* Text passage
________________________________________

Difference between revisions of "Extracting bilingual dictionaries with Giza++"
m |
|||
Line 126: | Line 126: | ||
[[Category:Documentation]] |
[[Category:Documentation]] |
||
[[Category:Documentation in English]] |
Latest revision as of 11:53, 26 September 2016
This page explains how to use a parallel corpus and Giza++ to extract bilingual dictionaries for Apertium.
You need[edit]
- Giza++
- Moses
- Morphological analyser/disambiguator for each language
- Some scripts
Get your corpus[edit]
Let's take for example the forvaltningsordbok
Norwegian--North Sámi corpus. It will have two files:
forvaltningsordbok.nob
: A list of sentences in Norwegianforvaltningsordbok.sme
: Translations of the previous sentences in North Sámi
Check to see if the files are the same length:
$ wc -l forvaltningsordbok.nob forvaltningsordbok.sme 161837 forvaltningsordbok.nob 161837 forvaltningsordbok.sme 323674 total
If the files are not the same length, then you need to go back and check your sentence alignment.
Process corpus[edit]
The raw corpus has surface forms, but if your languages are morphologically complex, then you would prefer to be aligning based on lemma and part-of-speech. So the first thing is to tag your corpus:
In Apertium the easiest way to do this is to run, e.g.
$ cat forvaltningsordbok.nob | apertium-destxt | lt-proc -w -e nb-nn.automorf.bin | cg-proc nb-nn.rlx.bin |\ apertium-tagger -g nb-nn.prob > forvaltningsordbok.tagged.nob $ cat forvaltningsordbok.sme | apertium-destxt | hfst-proc -w sme-nob.automorf.hfst | cg-proc sme-nob.rlx.bin |\ apertium-tagger -g sme-nob.prob > forvaltningsordbok.tagged.sme
Then remove the tags which are unnecessary using the process tags script (process-tags.py
) (for example number, and tense), e.g.
$ head forvaltningsordbok.tagged.nob | python process-tags.py nob.process-relabel > forvaltningsordbok.tagged.clean.nob $ head forvaltningsordbok.tagged.sme | python process-tags.py sme.process-relabel > forvaltningsordbok.tagged.clean.sme
You want to end up with results looking something like this:
$ head forvaltningsordbok.tagged.clean.nob 1<det><qnt> 558,4<det><qnt> million<n><m> krone<n><m> i<pr> *spillemidler til<pr> idrett+formål<n><nt> for<pr> 2010<det><qnt> søk<n><nt> hos<pr> kulturdepartement<n><nt> søk<n><nt> på<pr> hel<adj> regjering<n><m> *no tips<n><nt> en<det><qnt> venn<n><m> $ head forvaltningsordbok.tagged.clean.sme 1_558,4<Num> miljon<Num> ruvdno<N> spealat+ruhta<N> falástallan+ulbmil<N> 2010<Num> s<N><ABBR> ohca<N> kulturdepartemeanta<N> siidu<N> ohcat<V><TV> ollis<A> ráđđehus<N> no<Pcle> *as cavgilit<V><TV> ustit<N>
Make sure your files are the same length:
$ wc -l forvaltningsordbok.tagged.clean.nob forvaltningsordbok.tagged.clean.sme 159841 forvaltningsordbok.tagged.clean.nob 159841 forvaltningsordbok.tagged.clean.sme 319682 total
Align corpus[edit]
Now use Moses to align your corpus in order to get the probabilistic dictionaries:
$ nohup perl ~/local/bin/scripts-20120109-1229/training/train-model.perl -scripts-root-dir \ /home/fran/local/bin/scripts-20120109-1229/ -root-dir . -corpus forvaltningsordbok.tagged.clean \ -f sme -e nob -alignment grow-diag-final-and -reordering msd-bidirectional-fe \ -lm 0:5:/home/fran/corpora/europarl/europarl.lm:0 >log 2>&1 &
Note: Remember to change all the paths in the above command!

________________________________________

* Records shown
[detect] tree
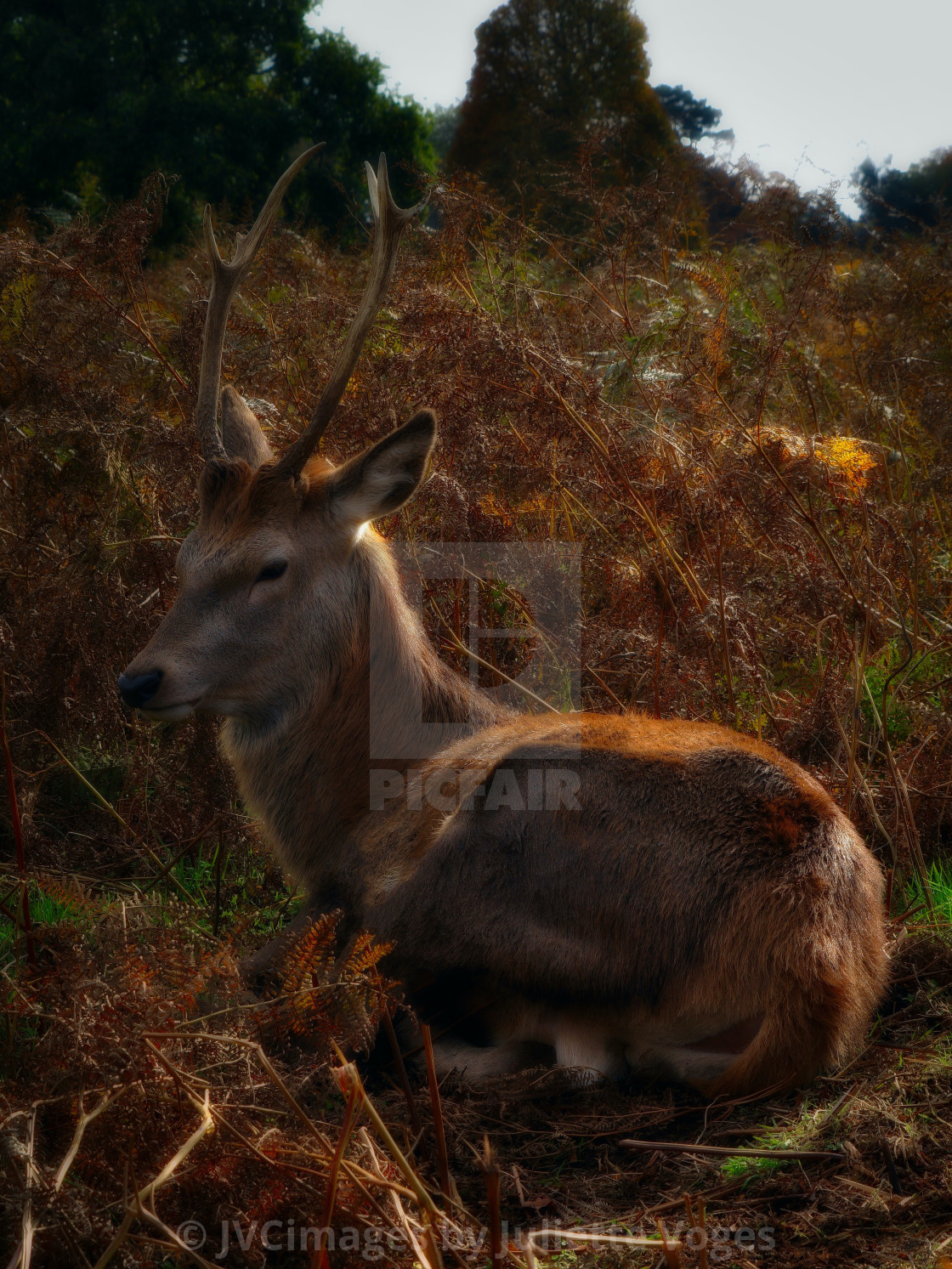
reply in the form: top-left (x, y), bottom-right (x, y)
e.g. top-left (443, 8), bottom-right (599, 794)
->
top-left (447, 0), bottom-right (674, 196)
top-left (0, 0), bottom-right (432, 237)
top-left (655, 84), bottom-right (734, 141)
top-left (853, 149), bottom-right (952, 234)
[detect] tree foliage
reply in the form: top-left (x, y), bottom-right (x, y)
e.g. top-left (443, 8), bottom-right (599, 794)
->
top-left (655, 84), bottom-right (722, 141)
top-left (448, 0), bottom-right (674, 198)
top-left (0, 0), bottom-right (432, 237)
top-left (853, 147), bottom-right (952, 232)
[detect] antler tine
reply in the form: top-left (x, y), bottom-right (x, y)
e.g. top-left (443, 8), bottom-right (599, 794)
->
top-left (196, 141), bottom-right (324, 462)
top-left (278, 155), bottom-right (427, 477)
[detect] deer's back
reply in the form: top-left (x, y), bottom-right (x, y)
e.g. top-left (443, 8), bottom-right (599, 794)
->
top-left (365, 715), bottom-right (882, 1004)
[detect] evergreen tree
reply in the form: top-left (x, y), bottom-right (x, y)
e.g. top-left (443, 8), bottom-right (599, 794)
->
top-left (853, 149), bottom-right (952, 234)
top-left (0, 0), bottom-right (432, 237)
top-left (448, 0), bottom-right (674, 196)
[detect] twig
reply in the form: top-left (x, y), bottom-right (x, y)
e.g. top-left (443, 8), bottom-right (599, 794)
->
top-left (420, 1023), bottom-right (450, 1203)
top-left (0, 670), bottom-right (37, 970)
top-left (618, 1137), bottom-right (843, 1161)
top-left (381, 1001), bottom-right (420, 1137)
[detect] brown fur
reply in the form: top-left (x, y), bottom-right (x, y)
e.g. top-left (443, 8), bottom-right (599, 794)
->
top-left (127, 402), bottom-right (886, 1095)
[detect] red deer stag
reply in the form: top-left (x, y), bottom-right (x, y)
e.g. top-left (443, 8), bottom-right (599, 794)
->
top-left (119, 151), bottom-right (886, 1095)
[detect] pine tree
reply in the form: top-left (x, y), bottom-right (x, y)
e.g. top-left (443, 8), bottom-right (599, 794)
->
top-left (448, 0), bottom-right (675, 198)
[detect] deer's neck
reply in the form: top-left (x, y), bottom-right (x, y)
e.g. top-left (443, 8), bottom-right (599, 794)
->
top-left (222, 541), bottom-right (504, 911)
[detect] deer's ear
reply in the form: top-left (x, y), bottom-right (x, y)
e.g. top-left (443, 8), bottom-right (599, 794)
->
top-left (327, 410), bottom-right (437, 525)
top-left (221, 386), bottom-right (272, 468)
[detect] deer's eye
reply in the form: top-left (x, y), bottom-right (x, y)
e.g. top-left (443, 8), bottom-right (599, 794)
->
top-left (255, 559), bottom-right (286, 582)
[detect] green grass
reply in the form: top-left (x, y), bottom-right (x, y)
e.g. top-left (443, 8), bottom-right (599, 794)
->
top-left (903, 859), bottom-right (952, 934)
top-left (0, 882), bottom-right (85, 963)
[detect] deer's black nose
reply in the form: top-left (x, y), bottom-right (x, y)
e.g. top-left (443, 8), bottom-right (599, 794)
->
top-left (119, 670), bottom-right (162, 710)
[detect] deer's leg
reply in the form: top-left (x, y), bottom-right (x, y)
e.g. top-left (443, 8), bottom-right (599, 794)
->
top-left (433, 1035), bottom-right (552, 1084)
top-left (555, 1015), bottom-right (628, 1086)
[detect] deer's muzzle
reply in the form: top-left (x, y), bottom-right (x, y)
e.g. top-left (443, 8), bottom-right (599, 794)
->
top-left (119, 670), bottom-right (162, 710)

________________________________________

* Given instruction 1
Translate the sentence "If the files are not the same length, then you need to go back and check your sentence alignment." from the page on extracting bilingual dictionaries with Giza++ into German.
* Given instruction 2
Copy out the records from the line with "[detect] tree foliage" to the line with "top-left (853, 147), bottom-right (952, 232)", including both of those lines.

* Task result 1
Wenn die Dateien nicht gleich lang sind, müssen Sie zurückgehen und Ihre Satzausrichtung überprüfen.

* Task result 2
[detect] tree foliage
reply in the form: top-left (x, y), bottom-right (x, y)
e.g. top-left (443, 8), bottom-right (599, 794)
->
top-left (655, 84), bottom-right (722, 141)
top-left (448, 0), bottom-right (674, 198)
top-left (0, 0), bottom-right (432, 237)
top-left (853, 147), bottom-right (952, 232)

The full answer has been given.